- Opening Delimiter -

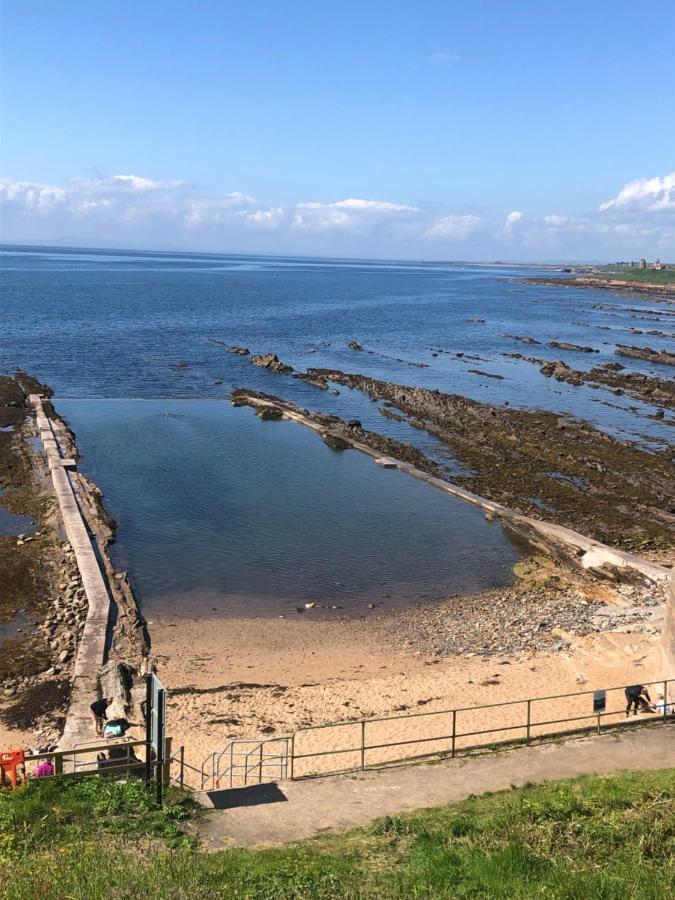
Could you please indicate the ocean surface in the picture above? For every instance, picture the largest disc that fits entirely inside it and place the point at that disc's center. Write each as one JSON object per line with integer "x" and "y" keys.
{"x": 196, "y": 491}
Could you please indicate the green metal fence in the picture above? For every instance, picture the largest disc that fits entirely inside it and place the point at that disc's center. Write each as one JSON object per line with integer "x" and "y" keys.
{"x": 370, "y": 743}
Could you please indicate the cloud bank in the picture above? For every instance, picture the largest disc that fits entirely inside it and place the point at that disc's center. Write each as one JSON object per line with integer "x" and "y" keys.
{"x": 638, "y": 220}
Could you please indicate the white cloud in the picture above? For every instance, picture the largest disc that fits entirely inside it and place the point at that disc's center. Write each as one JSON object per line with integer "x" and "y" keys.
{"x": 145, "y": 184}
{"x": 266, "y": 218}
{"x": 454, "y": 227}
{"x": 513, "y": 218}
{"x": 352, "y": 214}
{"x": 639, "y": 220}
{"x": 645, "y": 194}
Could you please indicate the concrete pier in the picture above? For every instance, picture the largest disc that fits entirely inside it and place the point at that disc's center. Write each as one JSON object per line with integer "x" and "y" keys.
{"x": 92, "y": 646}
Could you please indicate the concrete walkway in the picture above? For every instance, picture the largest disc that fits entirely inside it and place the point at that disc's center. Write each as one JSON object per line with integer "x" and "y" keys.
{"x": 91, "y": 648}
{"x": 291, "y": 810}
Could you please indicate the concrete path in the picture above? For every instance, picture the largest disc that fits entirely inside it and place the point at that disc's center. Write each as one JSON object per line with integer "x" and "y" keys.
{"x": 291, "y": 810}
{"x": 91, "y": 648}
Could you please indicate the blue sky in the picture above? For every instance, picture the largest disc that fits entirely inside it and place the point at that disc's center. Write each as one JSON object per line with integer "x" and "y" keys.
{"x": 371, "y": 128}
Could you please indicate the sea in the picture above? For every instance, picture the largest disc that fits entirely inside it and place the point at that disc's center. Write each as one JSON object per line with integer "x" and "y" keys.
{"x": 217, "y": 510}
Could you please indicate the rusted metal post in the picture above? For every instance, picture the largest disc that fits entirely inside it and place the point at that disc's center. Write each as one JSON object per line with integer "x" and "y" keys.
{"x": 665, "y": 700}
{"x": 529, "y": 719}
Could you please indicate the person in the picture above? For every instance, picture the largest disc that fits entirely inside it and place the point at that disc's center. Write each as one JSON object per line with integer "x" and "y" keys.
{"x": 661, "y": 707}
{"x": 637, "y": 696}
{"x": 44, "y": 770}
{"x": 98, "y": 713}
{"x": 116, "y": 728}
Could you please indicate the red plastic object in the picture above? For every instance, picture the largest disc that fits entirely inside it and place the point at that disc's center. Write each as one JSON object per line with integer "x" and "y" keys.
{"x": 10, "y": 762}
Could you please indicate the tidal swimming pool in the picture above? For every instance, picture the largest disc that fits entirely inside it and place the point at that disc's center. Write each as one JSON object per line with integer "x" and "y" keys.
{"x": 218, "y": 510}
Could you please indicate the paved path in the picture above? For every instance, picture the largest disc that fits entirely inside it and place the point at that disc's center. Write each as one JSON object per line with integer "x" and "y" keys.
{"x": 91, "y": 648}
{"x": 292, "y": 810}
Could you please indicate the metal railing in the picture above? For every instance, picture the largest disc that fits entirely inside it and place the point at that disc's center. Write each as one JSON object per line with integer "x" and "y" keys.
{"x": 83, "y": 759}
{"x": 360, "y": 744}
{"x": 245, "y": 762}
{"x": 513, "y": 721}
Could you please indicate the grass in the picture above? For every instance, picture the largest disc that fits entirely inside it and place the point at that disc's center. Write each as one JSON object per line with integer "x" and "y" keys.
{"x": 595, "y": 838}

- Closing Delimiter -

▸ **Exercise requirements**
Return precisely the lines of the records, starting with the line that holds "Could you please indicate the tidal" and ending with the last one.

▸ **Exercise response**
Could you please indicate the tidal swimming pool in the picture above? For every instance, picture the largest disc that fits entirely inside it and place the point at that disc's center. Write each as one JSON object per line with integer "x" and "y" keys.
{"x": 218, "y": 510}
Could you please indicate the paved path in the picture above? For every instance, picture the largest disc that fits entirely inside it and place the point at that disc's center. Write each as one JSON object per line with integer "x" and "y" keys.
{"x": 91, "y": 648}
{"x": 292, "y": 810}
Could you please indicate the metal railing in the picture above? For every instance, picture the largest disc that fits entirely inside it and place the point at that disc's center. Write each as one JSON object per line with integer "x" and "y" keys.
{"x": 83, "y": 759}
{"x": 360, "y": 744}
{"x": 245, "y": 762}
{"x": 513, "y": 721}
Could you please indicate the grass in the picture above? For every instance, picture the largest disc that fits entirely inside it and place the point at that disc's center. Write each as one JSON object per line with integer "x" and "y" keys.
{"x": 595, "y": 838}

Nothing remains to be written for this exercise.